#### [Work order 1]
Write down the part of the reader comments between "Love you, sis!" and "it up girl!", inclusive.
#### [Work order 2]
In the reader comments, how often does one commenter try to work out?
#### [Work order 3]
Carry the reader comments on Sarah's post forward from their last line.

----- Text segment

Sarah, it has been so heart-warming to watch you embark on caring for your temple. Keep up the good work. This didn’t all happen to you overnight – slow and steady wins the race set before you. I’m so proud of you!
Sarah this is a very challenging and encouraging post. College had a very similiar effect on me, plus a tendency in my family to ‘stress eat’ (plus 13 years in the high stress world of ministry). Now I’m about 60 pounds heavier than I was in college. I’m starting the journey back to physical health too. I pray that God gives us both strength for the journey.
Love you, sis!
I think what you’re doing is great and the fact that you’re listening to God as He speaks to you is probably the most important thing. God will bless you through your obedience. Keep it up girl!
I don’t think I’ve overcome in this area, but I do have an understanding. When I was younger, I didn’t care anything about eating healthier or trying to stay on top of stress. I thought “life is too short not to enjoy this junk food” (thank God for growth). I plowed through stress the best I could, but it wasn’t cutting it. God spoke to me the same scripture you have here, “Don’t you know your body is the temple of the Holy Spirit?” That question has stuck with me and I remember that I’m not my own and if I want to fulfill everything He’s given me to do, I need to make some healthy decisions now. Besides the obvious spiritual maintenance, I eat things I don’t necessarily like and try to work out at least 3 times a week whether I feel like it or not. The crazy thing is these all help me with my stress anyway…
Thanks for being so honest and open, Sarah. Keep making the decisions that get you where God wants you. You’ll make it and there will be a thousand miracles along the way. Blessings!

----------
----- Data extracts

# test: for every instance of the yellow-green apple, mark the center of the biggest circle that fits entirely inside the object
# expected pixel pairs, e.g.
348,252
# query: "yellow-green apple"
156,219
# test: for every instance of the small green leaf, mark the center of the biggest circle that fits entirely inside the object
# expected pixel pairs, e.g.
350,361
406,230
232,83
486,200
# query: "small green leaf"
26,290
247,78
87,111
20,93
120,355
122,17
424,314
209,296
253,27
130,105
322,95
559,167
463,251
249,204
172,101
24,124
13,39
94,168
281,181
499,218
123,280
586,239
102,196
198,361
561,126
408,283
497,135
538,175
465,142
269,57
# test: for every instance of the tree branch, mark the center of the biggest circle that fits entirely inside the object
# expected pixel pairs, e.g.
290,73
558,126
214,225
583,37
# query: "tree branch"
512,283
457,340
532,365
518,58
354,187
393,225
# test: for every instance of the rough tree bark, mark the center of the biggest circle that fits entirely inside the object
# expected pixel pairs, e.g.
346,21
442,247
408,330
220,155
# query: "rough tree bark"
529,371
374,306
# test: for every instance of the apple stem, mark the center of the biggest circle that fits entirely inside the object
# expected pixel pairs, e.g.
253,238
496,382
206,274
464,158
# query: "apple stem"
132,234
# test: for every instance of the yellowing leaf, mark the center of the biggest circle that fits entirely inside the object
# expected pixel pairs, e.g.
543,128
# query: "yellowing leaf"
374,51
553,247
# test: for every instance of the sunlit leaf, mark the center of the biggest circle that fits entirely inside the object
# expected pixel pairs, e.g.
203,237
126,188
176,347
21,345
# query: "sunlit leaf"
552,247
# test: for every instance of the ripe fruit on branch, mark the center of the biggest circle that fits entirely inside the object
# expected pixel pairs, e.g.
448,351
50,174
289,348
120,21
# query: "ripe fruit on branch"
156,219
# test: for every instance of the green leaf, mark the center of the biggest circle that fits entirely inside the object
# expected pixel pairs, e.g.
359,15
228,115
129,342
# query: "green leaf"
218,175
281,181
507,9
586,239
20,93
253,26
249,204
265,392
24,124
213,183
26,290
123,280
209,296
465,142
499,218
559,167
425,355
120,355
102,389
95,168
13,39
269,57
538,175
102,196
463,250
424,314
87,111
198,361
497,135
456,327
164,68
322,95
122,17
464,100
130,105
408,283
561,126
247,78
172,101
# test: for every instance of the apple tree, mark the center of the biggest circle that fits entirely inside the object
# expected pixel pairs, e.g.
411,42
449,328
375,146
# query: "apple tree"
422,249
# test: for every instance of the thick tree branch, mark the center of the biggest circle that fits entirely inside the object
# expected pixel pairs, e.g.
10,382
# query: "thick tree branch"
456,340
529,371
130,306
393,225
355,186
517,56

----------

#### [Written response 1]
Love you, sis!
I think what you’re doing is great and the fact that you’re listening to God as He speaks to you is probably the most important thing. God will bless you through your obedience. Keep it up girl!

#### [Written response 2]
At least 3 times a week, whether the commenter feels like it or not.

#### [Written response 3]
Denise- Thank you for your encouragement. You’re welcome to ask. It might just be the thing that keeps me on track on that particular day. 🙂
Candy- You’ve been amazing through this whole process! Thank you for your support! My whole family knows who you are because they hear me quote you all the time. “Candy says…” And “Candy gave me this recipe…” And “I’m going to ask Candy what she thinks…” I love you, my friend!
Dacia- Why is that churches FEED us every time the doors open?! We have doughnuts and coffee after Sunday school. We have potluck meals every time we have revival. We have pancake and sausage suppers every time the youth need to raise money. When are the churches going to start offering fitness & nutrition classes? Or exercise support groups? Okay, okay, I know some of them do. At least, I know of one or two that do. But the rest of these churches that are enabling the chubby chicks like me seriously need to get on board! 🙂
Annie & Jason- Thanks for the encouragement! It’s nice to have cheerleaders along the way… And it’s especially awesome to be understood! Thanks for helping me to become a better temple for the Holy Spirit to dwell in.
Sarah, you make a lot of good points. It feels selfish to take care of ourselves when there is so much that needs to be done, but in the long run, how can we help others if we are worn to a frazzle?
Wow Sarah, great post! I’m sorry you have so many health issues…I’m there with you. I’m happy we have God on our side. You keep going!